Von Linus Freymark, Starnberg

Das Fazit von Kathrin Spielbauer ist eindeutig. Gemeinsam mit ihren Kollegen hat die Mitarbeiterin der Starnberger Stadtverwaltung geprüft, ob es eine rechtliche Grundlage für einen im Oktober eingereichten Antrag der Gewerbereferenten gibt. Darin hatten Anke Henniger (FDP), Stefan Kandler (BMS) und Rudolf Zirngibl (CSU) gefordert, das Betteln und dabei auch "explizit das stille Betteln" zu verbieten. Spielbauer erteilte dem Ansinnen der Gewerbereferenten, nach Münchner Vorbild eine lokal begrenzte Allgemeinverfügung in der Starnberger Innenstadt zu erlassen, eine deutliche Absage.

Das Betteln könne man "in der Form nicht verbieten", erklärte Spielbauer am Montagabend im Stadtrat. Zwar schränkte sie ein, dass es anders als in München keine schwerpunktmäßigen Kontrollen in diesem Kontext gegeben habe. Allerdings habe die Polizei seit 2012 lediglich neun "Vorfälle mit dem Kennwort betteln" erfasst, so Spielbauer weiter. Zudem seien "keine aggressiven Betteleien bekannt". Kurzum: Die Gegebenheiten in Starnberg - hier gibt es deutlich weniger Bettler als in München - rechtfertigen den gravierenden Eingriff in die individuelle Freiheit von Bettelnden, den ein Verbot mit sich bringen würde, nicht.

Aufgaben:
A: Schreiben Sie aus dem Artikel über das Bettelverbot in Starnberg die Passage ab, die bei den Worten „Das Betteln könne“ beginnt und nach den Worten „sich bringen würde, nicht.“ endet.
B: Wie viele Vorfälle mit dem Kennwort „betteln“ hat die Polizei laut dem Artikel über das Bettelverbot in Starnberg seit 2012 erfasst?
C: Führen Sie den Artikel über das geplante Bettelverbot in Starnberg im Anschluss an seinen letzten Satz weiter.

(Einträge aus einer Sammlung)
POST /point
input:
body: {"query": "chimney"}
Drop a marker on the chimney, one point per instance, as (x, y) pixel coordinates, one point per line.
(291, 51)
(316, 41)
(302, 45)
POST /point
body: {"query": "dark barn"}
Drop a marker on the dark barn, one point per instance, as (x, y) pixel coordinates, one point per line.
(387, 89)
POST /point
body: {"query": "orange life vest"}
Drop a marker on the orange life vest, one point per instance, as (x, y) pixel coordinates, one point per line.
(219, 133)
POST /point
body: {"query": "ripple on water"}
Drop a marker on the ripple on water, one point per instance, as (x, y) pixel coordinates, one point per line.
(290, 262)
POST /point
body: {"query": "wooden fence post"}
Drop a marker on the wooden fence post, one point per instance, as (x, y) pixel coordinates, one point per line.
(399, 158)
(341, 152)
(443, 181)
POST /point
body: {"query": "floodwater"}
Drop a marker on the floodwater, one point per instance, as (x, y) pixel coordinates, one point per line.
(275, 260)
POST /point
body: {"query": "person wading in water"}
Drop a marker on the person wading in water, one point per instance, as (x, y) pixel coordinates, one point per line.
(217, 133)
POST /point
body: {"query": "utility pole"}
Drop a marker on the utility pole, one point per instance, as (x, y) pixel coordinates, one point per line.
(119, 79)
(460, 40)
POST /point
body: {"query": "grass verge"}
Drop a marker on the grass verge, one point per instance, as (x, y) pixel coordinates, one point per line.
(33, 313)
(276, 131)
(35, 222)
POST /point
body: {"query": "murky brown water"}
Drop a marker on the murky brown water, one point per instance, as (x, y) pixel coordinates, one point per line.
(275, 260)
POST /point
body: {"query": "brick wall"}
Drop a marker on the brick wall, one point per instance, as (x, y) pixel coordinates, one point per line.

Antworten nach Aufgaben:
A:
Das Betteln könne man "in der Form nicht verbieten", erklärte Spielbauer am Montagabend im Stadtrat. Zwar schränkte sie ein, dass es anders als in München keine schwerpunktmäßigen Kontrollen in diesem Kontext gegeben habe. Allerdings habe die Polizei seit 2012 lediglich neun "Vorfälle mit dem Kennwort betteln" erfasst, so Spielbauer weiter. Zudem seien "keine aggressiven Betteleien bekannt". Kurzum: Die Gegebenheiten in Starnberg - hier gibt es deutlich weniger Bettler als in München - rechtfertigen den gravierenden Eingriff in die individuelle Freiheit von Bettelnden, den ein Verbot mit sich bringen würde, nicht.

B: Neun Vorfälle.

C:
Henniger gab sich damit nur bedingt zufrieden. "Mich wundert das ein bisschen", sagte sie mit Blick auf die in ihren Augen sehr niedrige Zahl von polizeilich erfassten Vorfällen. Sie selbst werde des Öfteren von Bettelnden angesprochen. Aus Gesprächen mit der City- Initiative, einem Zusammenschluss aus Händlern in der Innenstadt, habe sie die Erkenntnis gezogen: Dies würde "die Starnberger Geschäftswelt" stören, die sich ein klares politisches Zeichen und ein schärferes Vorgehen der Sicherheitskräfte wünsche.

Der Bürgermeister spricht von einer "gefühlten Dunkelziffer"

Marc Fiedler pflichtete seiner Parteikollegin Henniger bei und forderte eine härtere Gangart gegenüber aggressiven und organisierten Bettlern. Diese Einigkeit innerhalb der FDP im Stadtrat ist durchaus bemerkenswert, die gemeinsame Fraktion der beiden ist im vergangenen Jahr im Streit zerbrochen. Fiedler monierte, die offiziellen Zahlen seien "leider etwas sehr fehlerbehaftet". Ihm gehe es nicht um ein Verbot des stillen Bettelns, vielmehr müsse man gegen aggressive und organisierte Bettelei vorgehen. Denn in Starnberg werde in so gut wie allen Fällen von organisierten Banden gebettelt. "Wir müssen irgendwas vorantreiben", forderte Fiedler.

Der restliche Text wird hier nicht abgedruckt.